● **What the task asks**:
Return the rows below exactly as they appear, everything from the line containing "of the yellow" down to the line containing "(1152, 669)", with both of those lines included.

Begin Dataset records

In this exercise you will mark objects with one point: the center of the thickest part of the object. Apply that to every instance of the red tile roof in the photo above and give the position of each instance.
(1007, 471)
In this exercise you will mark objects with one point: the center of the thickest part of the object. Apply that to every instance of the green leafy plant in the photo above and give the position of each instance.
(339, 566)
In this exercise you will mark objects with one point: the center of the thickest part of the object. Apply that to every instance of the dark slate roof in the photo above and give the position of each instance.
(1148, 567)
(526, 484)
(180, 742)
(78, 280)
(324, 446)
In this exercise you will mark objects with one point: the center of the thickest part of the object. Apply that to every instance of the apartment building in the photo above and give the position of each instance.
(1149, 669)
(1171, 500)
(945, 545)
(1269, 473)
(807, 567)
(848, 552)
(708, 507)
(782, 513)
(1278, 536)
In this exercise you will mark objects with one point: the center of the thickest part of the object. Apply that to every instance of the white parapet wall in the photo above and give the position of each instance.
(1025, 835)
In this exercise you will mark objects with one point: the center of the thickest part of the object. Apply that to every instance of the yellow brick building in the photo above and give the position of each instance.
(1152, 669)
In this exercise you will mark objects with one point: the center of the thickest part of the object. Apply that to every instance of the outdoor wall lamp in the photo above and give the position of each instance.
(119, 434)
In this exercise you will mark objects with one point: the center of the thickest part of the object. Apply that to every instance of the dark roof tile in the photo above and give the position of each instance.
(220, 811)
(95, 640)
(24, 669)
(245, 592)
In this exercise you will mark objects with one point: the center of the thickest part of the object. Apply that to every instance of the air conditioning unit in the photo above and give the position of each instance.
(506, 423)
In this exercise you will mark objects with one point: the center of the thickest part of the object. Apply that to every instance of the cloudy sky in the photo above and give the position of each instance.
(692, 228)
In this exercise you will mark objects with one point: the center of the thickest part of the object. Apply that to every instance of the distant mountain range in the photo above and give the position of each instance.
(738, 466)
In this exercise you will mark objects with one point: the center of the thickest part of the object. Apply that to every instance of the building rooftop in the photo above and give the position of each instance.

End Dataset records

● **Correct answer**:
In this exercise you will mark objects with one point: the center of the thickest part of the object. Apply that to every instance of the yellow brick building in the photo above and give the position of each instance.
(1152, 669)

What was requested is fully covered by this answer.